━━━ PASSAGE ━━━
With regard to proceedings in your Lordships’ House, I confirm that, as on any Bill, it has been agreed through the usual channels. The normal time limits will be observed, and I believe that there will be ample time in Committee, on Report and at Third Reading for proper scrutiny and consideration to be given to the Bill.
This might also be an appropriate moment to mention, as the noble Lord, Lord Stevenson, said, the fact that provision on male-biased primogeniture is taking effect from the date of the announcement at the Commonwealth Heads of Government conference in October 2011 means that there is no rush with regard to any impending birth.
My noble friend Lord Northbrook asked whether a referendum was necessary in any of the other realms. Of course, it is for the realms themselves to decide how to give effect to the changes, but it is not our belief or understanding that any realm needs or intends to undertake a referendum. We have been assured as part of the negotiation that we have a full commitment to ratification by the respective realms of which Her Majesty is head of state.
My noble friend Lord Trefgarne asked about the commencement clause. Those provisions are framed as they are to ensure that they are brought into force by means of orders made by the Lord President. The Government expect to bring the rest of the Bill, including Clause 5, into force at the same time as the other realms bring into force any changes to their legislation or other changes necessary for them to implement the Perth agreement. There is, as will be noted, a power to specify the time of day of commencement. Assuming that the other realms make the same provision, that will enable the changes to succession to be brought into force at the same time, but at different local times, in all 16 Commonwealth realms. Clause 5(3) allows for flexibility in commencement should unforeseen circumstances arise.
━━━ LISTED ENTRIES ━━━
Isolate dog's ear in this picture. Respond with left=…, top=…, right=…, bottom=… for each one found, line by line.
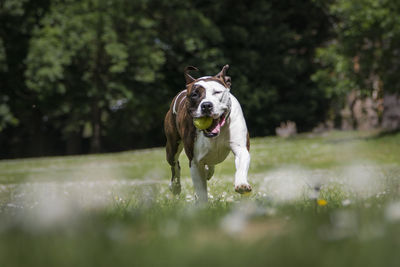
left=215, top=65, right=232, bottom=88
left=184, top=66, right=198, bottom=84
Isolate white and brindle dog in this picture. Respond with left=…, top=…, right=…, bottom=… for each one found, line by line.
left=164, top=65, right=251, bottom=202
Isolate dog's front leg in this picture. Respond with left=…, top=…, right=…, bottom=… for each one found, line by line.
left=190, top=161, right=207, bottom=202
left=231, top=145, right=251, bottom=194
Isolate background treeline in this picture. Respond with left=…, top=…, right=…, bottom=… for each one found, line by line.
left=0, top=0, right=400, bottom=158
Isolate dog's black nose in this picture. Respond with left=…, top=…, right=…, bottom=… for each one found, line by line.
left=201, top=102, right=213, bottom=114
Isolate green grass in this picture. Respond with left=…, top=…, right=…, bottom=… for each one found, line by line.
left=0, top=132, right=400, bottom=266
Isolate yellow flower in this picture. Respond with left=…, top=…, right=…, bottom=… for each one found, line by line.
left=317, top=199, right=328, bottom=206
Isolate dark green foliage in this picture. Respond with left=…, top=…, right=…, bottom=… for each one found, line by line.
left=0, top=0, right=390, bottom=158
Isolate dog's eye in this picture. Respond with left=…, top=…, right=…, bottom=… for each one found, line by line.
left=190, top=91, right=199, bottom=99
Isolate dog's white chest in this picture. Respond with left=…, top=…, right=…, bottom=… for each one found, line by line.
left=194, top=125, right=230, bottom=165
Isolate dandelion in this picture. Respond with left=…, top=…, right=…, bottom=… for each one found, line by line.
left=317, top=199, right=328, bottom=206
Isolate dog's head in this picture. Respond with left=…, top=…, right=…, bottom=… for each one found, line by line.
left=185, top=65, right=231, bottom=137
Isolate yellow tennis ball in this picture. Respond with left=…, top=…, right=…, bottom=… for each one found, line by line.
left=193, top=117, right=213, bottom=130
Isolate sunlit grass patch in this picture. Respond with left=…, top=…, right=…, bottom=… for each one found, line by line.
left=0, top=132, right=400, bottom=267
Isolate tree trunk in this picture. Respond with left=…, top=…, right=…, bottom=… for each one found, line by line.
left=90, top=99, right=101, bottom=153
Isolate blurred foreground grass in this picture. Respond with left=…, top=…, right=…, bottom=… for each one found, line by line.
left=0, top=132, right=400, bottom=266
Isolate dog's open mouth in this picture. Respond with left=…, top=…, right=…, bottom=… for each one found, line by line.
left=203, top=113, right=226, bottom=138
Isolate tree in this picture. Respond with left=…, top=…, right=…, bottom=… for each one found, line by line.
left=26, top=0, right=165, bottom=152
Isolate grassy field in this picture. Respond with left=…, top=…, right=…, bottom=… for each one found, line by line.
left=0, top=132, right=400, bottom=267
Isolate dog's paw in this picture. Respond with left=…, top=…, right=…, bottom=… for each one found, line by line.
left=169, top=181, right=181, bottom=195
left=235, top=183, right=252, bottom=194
━━━
- **WHAT TO DO**
In the passage, rewrite the paragraph that begins "My noble friend Lord Trefgarne asked about the commencement clause" as a short bulleted list that keeps its main facts.

- **SOLUTION**
- Lord Trefgarne asked about the commencement clause.
- The provisions are brought into force by orders made by the Lord President.
- The Government expect the rest of the Bill, including Clause 5, to come into force when the other realms bring in the changes needed to implement the Perth agreement.
- A power allows the time of day of commencement to be specified.
- If the other realms make the same provision, the succession changes can take effect at the same moment, at different local times, in all 16 Commonwealth realms.
- Clause 5(3) allows flexibility in commencement if unforeseen circumstances arise.